__Activity__:
In the records below, which lines include "head"? Copy them.

+---+

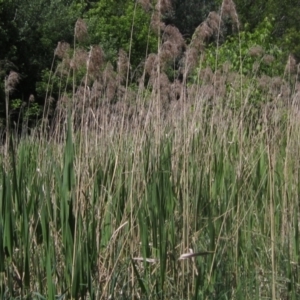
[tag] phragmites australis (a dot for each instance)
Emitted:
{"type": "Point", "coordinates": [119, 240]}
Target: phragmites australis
{"type": "Point", "coordinates": [123, 65]}
{"type": "Point", "coordinates": [11, 82]}
{"type": "Point", "coordinates": [62, 49]}
{"type": "Point", "coordinates": [81, 32]}
{"type": "Point", "coordinates": [256, 51]}
{"type": "Point", "coordinates": [228, 11]}
{"type": "Point", "coordinates": [95, 60]}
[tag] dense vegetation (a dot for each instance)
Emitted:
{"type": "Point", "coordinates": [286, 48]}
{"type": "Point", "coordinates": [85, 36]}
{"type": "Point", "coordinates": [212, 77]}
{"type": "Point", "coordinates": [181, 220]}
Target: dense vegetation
{"type": "Point", "coordinates": [162, 160]}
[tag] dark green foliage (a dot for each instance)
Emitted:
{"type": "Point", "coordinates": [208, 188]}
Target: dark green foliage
{"type": "Point", "coordinates": [121, 25]}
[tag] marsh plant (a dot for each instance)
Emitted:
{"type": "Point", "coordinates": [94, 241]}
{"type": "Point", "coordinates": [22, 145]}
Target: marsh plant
{"type": "Point", "coordinates": [173, 180]}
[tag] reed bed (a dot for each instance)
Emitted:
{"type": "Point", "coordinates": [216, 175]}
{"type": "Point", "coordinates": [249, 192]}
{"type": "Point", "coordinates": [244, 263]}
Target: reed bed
{"type": "Point", "coordinates": [165, 190]}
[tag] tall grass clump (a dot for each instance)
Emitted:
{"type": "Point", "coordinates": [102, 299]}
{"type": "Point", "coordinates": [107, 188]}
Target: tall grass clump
{"type": "Point", "coordinates": [164, 183]}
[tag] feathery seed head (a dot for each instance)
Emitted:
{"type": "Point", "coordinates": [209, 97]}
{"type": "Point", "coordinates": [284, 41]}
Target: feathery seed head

+---+

__Exercise result__:
[tag] feathery seed head (a dot for each instance)
Target: feathery seed head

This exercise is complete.